# Excerpted data
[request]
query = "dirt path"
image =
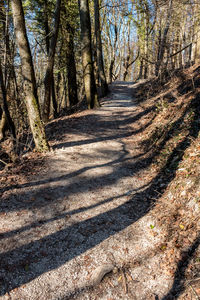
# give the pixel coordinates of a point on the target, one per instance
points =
(90, 208)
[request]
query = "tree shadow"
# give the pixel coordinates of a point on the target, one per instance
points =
(179, 278)
(77, 238)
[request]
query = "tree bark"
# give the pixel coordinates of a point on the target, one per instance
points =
(88, 68)
(99, 51)
(6, 118)
(30, 90)
(50, 64)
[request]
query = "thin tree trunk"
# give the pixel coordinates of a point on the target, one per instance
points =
(162, 47)
(30, 90)
(71, 66)
(50, 64)
(99, 51)
(6, 118)
(88, 68)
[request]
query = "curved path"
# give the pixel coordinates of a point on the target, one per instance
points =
(90, 207)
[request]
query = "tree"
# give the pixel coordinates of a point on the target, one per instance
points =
(50, 64)
(99, 51)
(87, 62)
(30, 90)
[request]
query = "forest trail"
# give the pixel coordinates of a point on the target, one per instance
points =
(90, 207)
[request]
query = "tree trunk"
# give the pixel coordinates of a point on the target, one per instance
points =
(162, 43)
(50, 64)
(99, 51)
(6, 118)
(30, 90)
(88, 68)
(71, 66)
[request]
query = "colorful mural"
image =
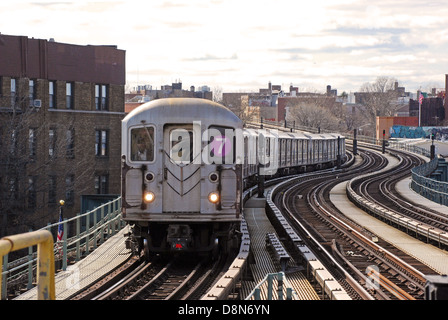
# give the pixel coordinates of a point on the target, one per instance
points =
(440, 133)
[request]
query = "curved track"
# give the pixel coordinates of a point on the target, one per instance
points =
(308, 204)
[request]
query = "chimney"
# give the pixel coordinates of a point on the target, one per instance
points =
(445, 102)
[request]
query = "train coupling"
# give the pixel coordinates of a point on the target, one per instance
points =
(179, 236)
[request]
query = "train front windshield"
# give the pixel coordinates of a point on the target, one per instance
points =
(142, 144)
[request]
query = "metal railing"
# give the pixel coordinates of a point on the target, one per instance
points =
(45, 256)
(89, 230)
(427, 187)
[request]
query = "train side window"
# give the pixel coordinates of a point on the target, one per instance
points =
(222, 145)
(142, 144)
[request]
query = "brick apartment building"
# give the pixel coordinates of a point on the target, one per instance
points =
(61, 107)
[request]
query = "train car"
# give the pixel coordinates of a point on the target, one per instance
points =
(181, 175)
(185, 164)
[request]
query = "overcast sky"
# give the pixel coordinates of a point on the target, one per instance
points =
(241, 45)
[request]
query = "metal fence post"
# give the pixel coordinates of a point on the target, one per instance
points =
(78, 236)
(64, 246)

# What this task involves
Transcribe the material exactly, leaving every picture out.

# Solution to this task
[request]
query = "dirt path"
image =
# give the pixel coordinates of a point on the target, one per instance
points =
(90, 208)
[request]
query = "tree shadow"
# give the pixel coordinates of a point on the target, one per instance
points =
(179, 278)
(77, 238)
[request]
query = "tree bark"
# give the pixel coordinates of a point on the target, one per instance
points =
(88, 68)
(99, 51)
(6, 118)
(30, 90)
(50, 64)
[request]
query = "thin tree trunk"
# give the pixel coordinates of a point on the target, one per instance
points =
(162, 47)
(30, 90)
(71, 66)
(50, 64)
(99, 51)
(6, 118)
(88, 68)
[request]
query = "curved path"
# give the pixel coordinates of a point on the target, one per instance
points =
(90, 207)
[request]
query = "tree"
# give the pixel coordinates of a point on the target, one per instance
points =
(50, 64)
(99, 51)
(87, 62)
(30, 90)
[request]
query = "forest trail"
# give the pixel coordinates of a point on the target, one per instance
points =
(90, 207)
[request]
query = "tree trunk"
# give the pixel coordinates of a point on the target, one per instance
points =
(162, 43)
(50, 64)
(99, 51)
(6, 118)
(30, 90)
(88, 68)
(71, 66)
[request]
query = "colorful mural"
image =
# give the pixel coordinates of a point on the target, one per instance
points =
(440, 133)
[request]
query = "curved track"
# give the pixel coordinates of a point on the target, one per instance
points =
(308, 204)
[request]
query = "chimney"
# give the pixel coordinates of a point on the target, one per instance
points =
(445, 102)
[request]
query = "train coupling"
# give the pixel coordinates of a point on the target, one per instance
points =
(179, 236)
[request]
query = "train front windshield"
# give the pixel coordinates of a point on the target, one per instance
points =
(142, 144)
[request]
query = "metal railing"
# give the pixel coordinates of a point on the target, one per instance
points =
(45, 256)
(89, 230)
(427, 187)
[request]
query = "train side window"
# give the pixel coordinates of a point on the target, one per instance
points =
(222, 145)
(142, 144)
[request]
query = "brick apartment building"
# give the pixel coordinates of a point on the target, one per instance
points =
(61, 107)
[request]
query = "train car"
# give the pixel coordinates of a point on the target, one per instance
points =
(181, 175)
(185, 164)
[request]
query = "overcast sky"
# give the pixel coordinates of a point on the target, one per instance
points =
(241, 45)
[request]
query = "metal fence post"
# give the pixel coordinates of a point on the target, one per instance
points =
(78, 236)
(64, 246)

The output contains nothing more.